Natural-language object grounding data
--- START ---

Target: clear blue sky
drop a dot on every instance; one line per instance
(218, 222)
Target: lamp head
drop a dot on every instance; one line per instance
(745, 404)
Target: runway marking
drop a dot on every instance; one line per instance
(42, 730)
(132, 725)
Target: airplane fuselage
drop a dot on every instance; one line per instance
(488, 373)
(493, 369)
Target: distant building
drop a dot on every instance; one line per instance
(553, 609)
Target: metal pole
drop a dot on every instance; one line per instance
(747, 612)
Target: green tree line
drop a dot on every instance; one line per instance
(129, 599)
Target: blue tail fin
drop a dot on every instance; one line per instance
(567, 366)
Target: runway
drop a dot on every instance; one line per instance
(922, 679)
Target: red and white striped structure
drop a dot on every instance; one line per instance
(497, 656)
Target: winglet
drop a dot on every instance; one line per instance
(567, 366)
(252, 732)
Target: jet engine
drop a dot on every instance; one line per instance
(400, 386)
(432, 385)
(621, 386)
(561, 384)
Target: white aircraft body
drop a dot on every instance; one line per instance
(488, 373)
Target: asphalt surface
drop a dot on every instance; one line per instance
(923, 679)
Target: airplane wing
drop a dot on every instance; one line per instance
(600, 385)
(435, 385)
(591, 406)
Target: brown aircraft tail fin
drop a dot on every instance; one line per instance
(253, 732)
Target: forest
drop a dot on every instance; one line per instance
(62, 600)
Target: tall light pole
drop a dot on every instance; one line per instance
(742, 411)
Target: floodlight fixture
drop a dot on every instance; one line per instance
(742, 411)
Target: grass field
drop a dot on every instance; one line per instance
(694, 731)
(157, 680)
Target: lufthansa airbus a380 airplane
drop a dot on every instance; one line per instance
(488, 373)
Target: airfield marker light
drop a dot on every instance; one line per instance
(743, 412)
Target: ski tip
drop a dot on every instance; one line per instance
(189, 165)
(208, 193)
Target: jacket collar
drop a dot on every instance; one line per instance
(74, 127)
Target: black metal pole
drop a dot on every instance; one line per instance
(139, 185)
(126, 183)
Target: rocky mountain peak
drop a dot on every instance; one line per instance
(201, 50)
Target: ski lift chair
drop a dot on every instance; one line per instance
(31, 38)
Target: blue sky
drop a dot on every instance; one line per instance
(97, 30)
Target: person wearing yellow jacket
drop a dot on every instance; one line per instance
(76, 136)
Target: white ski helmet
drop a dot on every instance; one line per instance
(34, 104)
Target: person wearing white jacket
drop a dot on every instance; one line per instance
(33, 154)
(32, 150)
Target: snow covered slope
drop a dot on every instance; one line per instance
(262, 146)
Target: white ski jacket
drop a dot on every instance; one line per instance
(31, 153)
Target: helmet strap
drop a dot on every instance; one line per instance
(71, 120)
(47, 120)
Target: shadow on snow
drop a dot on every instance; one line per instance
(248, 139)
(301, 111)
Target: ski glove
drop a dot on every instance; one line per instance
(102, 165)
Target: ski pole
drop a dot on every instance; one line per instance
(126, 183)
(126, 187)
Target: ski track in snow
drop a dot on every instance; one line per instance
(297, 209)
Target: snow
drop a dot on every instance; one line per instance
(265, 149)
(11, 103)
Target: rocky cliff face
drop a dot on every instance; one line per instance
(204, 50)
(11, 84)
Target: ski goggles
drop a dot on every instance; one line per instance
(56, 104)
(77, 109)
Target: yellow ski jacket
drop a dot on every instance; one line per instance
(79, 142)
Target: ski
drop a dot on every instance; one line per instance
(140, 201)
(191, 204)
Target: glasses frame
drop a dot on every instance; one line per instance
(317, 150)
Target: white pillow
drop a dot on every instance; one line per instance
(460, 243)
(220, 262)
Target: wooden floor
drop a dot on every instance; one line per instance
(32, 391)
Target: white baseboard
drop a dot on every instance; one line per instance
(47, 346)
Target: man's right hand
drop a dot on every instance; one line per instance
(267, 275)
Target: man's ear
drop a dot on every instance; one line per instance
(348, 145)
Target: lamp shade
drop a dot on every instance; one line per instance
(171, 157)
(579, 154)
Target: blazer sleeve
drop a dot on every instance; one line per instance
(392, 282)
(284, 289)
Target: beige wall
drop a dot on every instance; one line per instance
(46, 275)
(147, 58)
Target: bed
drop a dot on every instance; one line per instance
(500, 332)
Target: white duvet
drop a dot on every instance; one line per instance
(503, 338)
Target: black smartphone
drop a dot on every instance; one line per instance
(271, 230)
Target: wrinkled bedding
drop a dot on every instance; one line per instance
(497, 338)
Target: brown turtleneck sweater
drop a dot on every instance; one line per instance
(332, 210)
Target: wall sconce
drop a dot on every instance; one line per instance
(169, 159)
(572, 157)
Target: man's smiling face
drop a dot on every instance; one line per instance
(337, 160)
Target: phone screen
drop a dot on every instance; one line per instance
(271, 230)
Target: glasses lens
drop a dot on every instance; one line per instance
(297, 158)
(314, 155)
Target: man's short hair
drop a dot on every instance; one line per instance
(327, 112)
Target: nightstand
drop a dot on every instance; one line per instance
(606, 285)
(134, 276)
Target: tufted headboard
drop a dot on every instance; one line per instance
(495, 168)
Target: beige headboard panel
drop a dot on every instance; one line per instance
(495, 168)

--- END ---

▸ **Directions for this task**
What is the number of lines in the records that include the word "tail"? Answer with that number only.

▸ **Your response**
2